━━━━━ Raw records
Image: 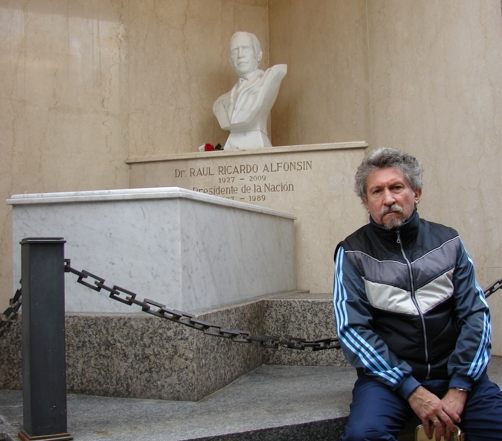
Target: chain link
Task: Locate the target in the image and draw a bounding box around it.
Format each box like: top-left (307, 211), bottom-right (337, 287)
top-left (0, 259), bottom-right (502, 351)
top-left (0, 288), bottom-right (22, 337)
top-left (61, 259), bottom-right (340, 351)
top-left (485, 279), bottom-right (502, 298)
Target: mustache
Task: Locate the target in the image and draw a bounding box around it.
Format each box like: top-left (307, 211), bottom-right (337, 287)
top-left (381, 204), bottom-right (403, 216)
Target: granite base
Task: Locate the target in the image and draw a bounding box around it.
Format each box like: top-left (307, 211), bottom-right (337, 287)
top-left (0, 293), bottom-right (345, 401)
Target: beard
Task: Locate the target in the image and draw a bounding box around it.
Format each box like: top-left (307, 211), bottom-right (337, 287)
top-left (382, 204), bottom-right (405, 230)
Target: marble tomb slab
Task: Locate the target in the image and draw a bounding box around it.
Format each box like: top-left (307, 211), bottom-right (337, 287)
top-left (7, 187), bottom-right (296, 314)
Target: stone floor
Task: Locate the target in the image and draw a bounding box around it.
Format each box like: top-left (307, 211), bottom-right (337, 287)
top-left (0, 357), bottom-right (502, 441)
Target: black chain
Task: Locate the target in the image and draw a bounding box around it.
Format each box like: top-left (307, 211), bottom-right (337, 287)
top-left (61, 259), bottom-right (340, 351)
top-left (0, 259), bottom-right (502, 351)
top-left (485, 279), bottom-right (502, 298)
top-left (0, 288), bottom-right (22, 337)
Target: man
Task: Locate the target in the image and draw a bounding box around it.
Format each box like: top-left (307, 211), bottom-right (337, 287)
top-left (334, 148), bottom-right (502, 441)
top-left (213, 32), bottom-right (287, 150)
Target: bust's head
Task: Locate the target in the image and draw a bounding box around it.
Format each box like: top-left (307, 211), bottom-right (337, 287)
top-left (230, 32), bottom-right (263, 77)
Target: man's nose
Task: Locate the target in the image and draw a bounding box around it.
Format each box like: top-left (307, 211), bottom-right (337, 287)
top-left (383, 189), bottom-right (396, 205)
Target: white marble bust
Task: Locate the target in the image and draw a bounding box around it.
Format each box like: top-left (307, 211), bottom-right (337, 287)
top-left (213, 32), bottom-right (288, 150)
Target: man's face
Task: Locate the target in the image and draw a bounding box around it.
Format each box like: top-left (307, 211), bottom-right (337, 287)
top-left (230, 34), bottom-right (259, 76)
top-left (363, 167), bottom-right (422, 230)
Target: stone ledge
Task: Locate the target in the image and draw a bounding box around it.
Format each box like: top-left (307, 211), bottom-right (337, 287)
top-left (0, 293), bottom-right (346, 401)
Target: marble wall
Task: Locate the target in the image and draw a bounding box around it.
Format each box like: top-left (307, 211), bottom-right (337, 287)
top-left (269, 0), bottom-right (502, 354)
top-left (367, 0), bottom-right (502, 355)
top-left (0, 0), bottom-right (269, 311)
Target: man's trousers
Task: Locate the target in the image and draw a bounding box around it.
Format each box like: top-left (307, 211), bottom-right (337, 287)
top-left (341, 374), bottom-right (502, 441)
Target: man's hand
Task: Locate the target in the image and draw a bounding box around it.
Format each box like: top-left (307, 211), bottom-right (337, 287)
top-left (408, 386), bottom-right (458, 441)
top-left (441, 389), bottom-right (468, 423)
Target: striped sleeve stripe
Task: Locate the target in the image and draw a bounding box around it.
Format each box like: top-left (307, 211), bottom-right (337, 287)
top-left (333, 247), bottom-right (402, 385)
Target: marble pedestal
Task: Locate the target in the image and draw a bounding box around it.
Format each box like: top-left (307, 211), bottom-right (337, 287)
top-left (8, 187), bottom-right (296, 314)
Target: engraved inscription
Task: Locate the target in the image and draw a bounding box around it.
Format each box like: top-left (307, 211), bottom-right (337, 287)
top-left (174, 160), bottom-right (313, 202)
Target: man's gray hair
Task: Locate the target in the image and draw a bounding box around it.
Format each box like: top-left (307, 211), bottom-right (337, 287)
top-left (230, 31), bottom-right (262, 57)
top-left (355, 147), bottom-right (423, 200)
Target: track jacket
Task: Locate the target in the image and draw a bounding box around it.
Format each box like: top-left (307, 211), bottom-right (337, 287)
top-left (333, 211), bottom-right (491, 399)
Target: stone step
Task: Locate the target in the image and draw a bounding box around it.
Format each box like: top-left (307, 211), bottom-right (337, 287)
top-left (0, 292), bottom-right (346, 401)
top-left (0, 357), bottom-right (502, 441)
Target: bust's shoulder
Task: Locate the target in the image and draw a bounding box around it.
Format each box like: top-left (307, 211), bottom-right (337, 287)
top-left (265, 64), bottom-right (288, 78)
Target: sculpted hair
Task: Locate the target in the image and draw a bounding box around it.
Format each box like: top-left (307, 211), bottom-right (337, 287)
top-left (355, 147), bottom-right (423, 200)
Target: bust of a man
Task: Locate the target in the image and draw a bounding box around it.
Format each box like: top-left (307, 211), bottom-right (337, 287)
top-left (213, 32), bottom-right (287, 150)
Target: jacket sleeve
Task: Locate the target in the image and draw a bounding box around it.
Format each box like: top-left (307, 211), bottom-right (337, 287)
top-left (448, 241), bottom-right (491, 390)
top-left (333, 244), bottom-right (420, 399)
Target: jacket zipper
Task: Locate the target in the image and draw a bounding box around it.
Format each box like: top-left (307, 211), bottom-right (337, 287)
top-left (396, 230), bottom-right (431, 379)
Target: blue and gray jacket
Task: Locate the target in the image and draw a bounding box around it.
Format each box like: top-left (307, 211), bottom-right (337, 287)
top-left (333, 211), bottom-right (491, 399)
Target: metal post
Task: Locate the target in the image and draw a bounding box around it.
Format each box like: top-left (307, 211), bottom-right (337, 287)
top-left (19, 238), bottom-right (73, 441)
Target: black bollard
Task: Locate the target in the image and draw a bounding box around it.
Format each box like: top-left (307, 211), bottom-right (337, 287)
top-left (19, 238), bottom-right (73, 441)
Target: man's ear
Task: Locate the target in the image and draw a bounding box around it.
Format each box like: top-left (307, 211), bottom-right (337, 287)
━━━━━━━━━━
§ The request: Repeat the data exactly, without the pictures.

§ Answer to this problem:
Image: 
Target: chain link
Task: Locate the target in the image and draw a bounding box around it.
Format each box like: top-left (307, 211), bottom-right (337, 287)
top-left (0, 259), bottom-right (502, 351)
top-left (0, 288), bottom-right (22, 337)
top-left (61, 259), bottom-right (340, 351)
top-left (485, 279), bottom-right (502, 298)
Target: mustache
Task: Locate the target in the image and draw a bounding box around it.
Format each box like: top-left (307, 211), bottom-right (337, 287)
top-left (381, 204), bottom-right (403, 216)
Target: granite base
Task: Locate the target in the image and draw a bounding box around it.
Format each box like: top-left (307, 211), bottom-right (337, 287)
top-left (0, 293), bottom-right (345, 401)
Target: beard
Task: Locate the target in the image and draw a bounding box around it.
Format each box like: top-left (307, 211), bottom-right (337, 287)
top-left (382, 204), bottom-right (405, 230)
Target: marble tomb slab
Task: Locate the target in the image and draw a bounding box around it.
Format each box like: top-left (307, 211), bottom-right (337, 287)
top-left (7, 187), bottom-right (296, 314)
Target: stone floor
Task: Locate the target in the image and draw a bounding box around it.
Format each box like: top-left (307, 211), bottom-right (337, 287)
top-left (0, 357), bottom-right (502, 441)
Target: black chain
Task: Locate the target in the image and draw a bounding box around it.
Format each box like: top-left (307, 211), bottom-right (337, 287)
top-left (61, 259), bottom-right (340, 351)
top-left (0, 259), bottom-right (502, 351)
top-left (485, 279), bottom-right (502, 298)
top-left (0, 288), bottom-right (22, 337)
Target: man
Task: Locate the target in the image and draw a bounding box around it.
Format each box like: top-left (307, 211), bottom-right (337, 287)
top-left (334, 148), bottom-right (502, 441)
top-left (213, 32), bottom-right (287, 150)
Target: bust's head
Task: Locate the target in the image and draw a bounding box around it.
Format each box like: top-left (307, 211), bottom-right (337, 287)
top-left (230, 32), bottom-right (263, 77)
Target: man's nose
Task: Locate the target in the image and draw a bounding box around it.
Format each box like: top-left (307, 211), bottom-right (337, 287)
top-left (383, 189), bottom-right (396, 205)
Target: white marble bust
Task: Locate the target in the image and draw a bounding box around it.
Format each box like: top-left (307, 211), bottom-right (337, 287)
top-left (213, 32), bottom-right (288, 150)
Target: man's face
Task: Locate the target in the image and draw a bounding box around it.
Format each box like: top-left (307, 211), bottom-right (337, 287)
top-left (230, 34), bottom-right (259, 76)
top-left (363, 167), bottom-right (422, 230)
Target: stone ledge
Task: Locate the target in the image and draw a bounding box around it.
Format each box like: top-left (307, 211), bottom-right (337, 287)
top-left (0, 293), bottom-right (346, 401)
Target: marble wall
Task: Locate the target in the image and draw a bounding box around it.
Format each box like: top-left (307, 211), bottom-right (337, 287)
top-left (269, 0), bottom-right (502, 354)
top-left (367, 0), bottom-right (502, 355)
top-left (0, 0), bottom-right (269, 311)
Target: man's trousers
Task: Locate the target in the image and draw a bounding box around it.
Format each box like: top-left (307, 211), bottom-right (337, 287)
top-left (341, 374), bottom-right (502, 441)
Target: man's hand
Task: Locate the target in the image and draw a bounding box around it.
Format each box like: top-left (307, 211), bottom-right (337, 287)
top-left (408, 386), bottom-right (458, 441)
top-left (441, 389), bottom-right (468, 423)
Target: striped sleeve stripe
Task: Locate the target in the image and draw a bounding box around it.
Format each box like: top-left (307, 211), bottom-right (337, 287)
top-left (333, 247), bottom-right (402, 385)
Target: marble pedestal
Task: Locate the target in the image and draw a bounding box around it.
Format each box like: top-left (307, 211), bottom-right (337, 287)
top-left (8, 187), bottom-right (296, 314)
Target: engraved inscription
Task: Locate the target in the image and draw a bounding box around it.
Format each box like: top-left (307, 211), bottom-right (337, 287)
top-left (174, 160), bottom-right (313, 202)
Target: man's gray hair
Task: Locate the target in the image and draw a bounding box around it.
Format each box like: top-left (307, 211), bottom-right (337, 287)
top-left (230, 31), bottom-right (262, 57)
top-left (355, 147), bottom-right (423, 200)
Target: track jacket
Task: Locate the target in the image and draw a bounding box around it.
Format each box like: top-left (307, 211), bottom-right (337, 287)
top-left (333, 211), bottom-right (491, 399)
Target: stone step
Task: Locate the target in the image and draw a bounding box around it.
Format each box like: top-left (307, 211), bottom-right (337, 287)
top-left (0, 292), bottom-right (346, 401)
top-left (0, 357), bottom-right (502, 441)
Target: bust's shoulder
Task: Locate the target in the image and draw a bounding box around it.
Format each box like: top-left (307, 211), bottom-right (337, 287)
top-left (265, 64), bottom-right (288, 78)
Target: sculpted hair
Task: Locate the target in the image and draw a bounding box around it.
Format each box like: top-left (307, 211), bottom-right (337, 287)
top-left (355, 147), bottom-right (423, 200)
Target: bust of a man
Task: Locate the target in the image and draw a bounding box around it.
Format each box like: top-left (307, 211), bottom-right (337, 287)
top-left (213, 32), bottom-right (287, 150)
Target: jacket sleeve
Task: Locate the target in the image and draw a bounding box around it.
Format each box like: top-left (307, 211), bottom-right (337, 287)
top-left (448, 241), bottom-right (491, 390)
top-left (333, 244), bottom-right (420, 399)
Target: jacket zipper
Task: Locate the target in the image and draw a bounding box around it.
Format each box like: top-left (307, 211), bottom-right (337, 287)
top-left (396, 230), bottom-right (431, 379)
Target: blue and gray jacket
Task: Locate the target in the image and draw a bounding box around it.
Format each box like: top-left (307, 211), bottom-right (337, 287)
top-left (333, 211), bottom-right (491, 399)
Target: metal post
Task: Locate the target in the image and draw a bounding box around it.
Format each box like: top-left (307, 211), bottom-right (337, 287)
top-left (19, 238), bottom-right (73, 441)
Target: black bollard
Task: Locate the target in the image and draw a bounding box around it.
Format each box like: top-left (307, 211), bottom-right (337, 287)
top-left (19, 238), bottom-right (73, 441)
Target: man's ear
Task: Locate the target in the image and draw a bounding box around it.
Format each box like: top-left (307, 211), bottom-right (337, 287)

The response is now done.